PROBLEM SET ::
1. In the piece about Night Terrace, rewrite the paragraph beginning "It stars Jackie Woodburne" more briefly, keeping its main facts.
2. From the Night Terrace piece, transcribe word for word the part that opens with the words containing "Following on from" and closes with "should back it.".
3. Pick up the Night Terrace piece after its final sentence and carry it forward.

Give These People Your Money: Night Terrace

Night Terrace is a series of hilarious, smart and witty science fiction comedy audioplays about a terrace house that travels randomly in space and time with a retired superspy and a door-to-door power company salesperson inside it.

It stars Jackie Woodburne (aka “Susan from Neighbours“) as Anastasia Black (the superspy), Ben McKenzie as Eddie Jones (the salesperson) and Petra Eliot as Sue, a mysterious disembodied purveyor of cryptic sometimes completely unhelpful advice who may actually know quite a lot about the house and why it does what it does. But why waste words describing Night Terrace, when you can listen to Episode One of Series One for free for yourself?

Following on from the success of Night Terrace Series One (including recently receiving an Aurealis Award), Series Two is currently being crowdfunded, with around a week to go to reach its target. If listening to Episode One (see above) isn’t enough to get you pledging to the creation of even more Night Terrace, here’s Night Terrace co-founder Mr. John Richards to elaborate on the show and why you really should back it.

MATERIAL ::
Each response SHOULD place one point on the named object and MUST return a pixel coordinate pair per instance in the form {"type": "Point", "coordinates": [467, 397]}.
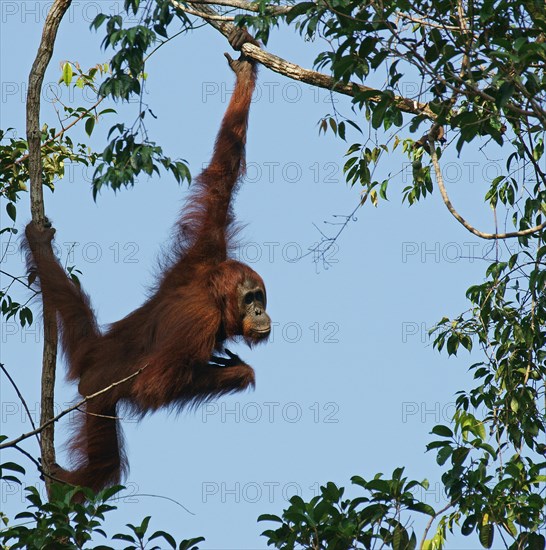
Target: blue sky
{"type": "Point", "coordinates": [349, 383]}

SET OF ANSWERS ::
1. Night Terrace stars Jackie Woodburne (known as "Susan from Neighbours") as the superspy Anastasia Black, Ben McKenzie as the salesperson Eddie Jones, and Petra Eliot as Sue, a disembodied source of cryptic and sometimes useless advice who may know a great deal about the house and why it behaves as it does. Episode One of Series One is available to listen to for free.

2.
Following on from the success of Night Terrace Series One (including recently receiving an Aurealis Award), Series Two is currently being crowdfunded, with around a week to go to reach its target. If listening to Episode One (see above) isn’t enough to get you pledging to the creation of even more Night Terrace, here’s Night Terrace co-founder Mr. John Richards to elaborate on the show and why you really should back it.

3.
Was doing a second season of Night Terrace always part of the plan?

John: I was always focused on just getting season one made, but others in the group (looking at YOU, Lee Zachariah) had other ideas. There’s actually something important about Season Two planted in the first two minutes of the first episode. And we know what Season Three will be about now as well. But as a deeply scientific-leaning man I worry about jinxes.

Had you worked in scripted audio/radio plays before working on Night Terrace?

John: David Ashton (co-creator, writer, Master Of All Sound) and I used to be part of The Third Ear, a radio comedy team. We did a sketch show for years on RRR, and sketches for various ABC stations including a half-hour sitcom for Radio National. I’ve also written some sketches for BBC radio (none of which made the final cut of the episode, but which delighted dozens of listeners at the live recording!). We all have a deep love of audio drama and content, especially from our Spiritual Fairy Godmothers at Big Finish, who have been extremely generous with advice and support.

What inspirations did you draw on when creating Night Terrace?

John: This was interesting for me, as we actually started not with an idea, but with an audience for an idea, which I’d never done before. We were coming to the end of Splendid Chaps, our startlingly successful Doctor Who live show/podcast project, and we loved our audience so much we wanted to keep them!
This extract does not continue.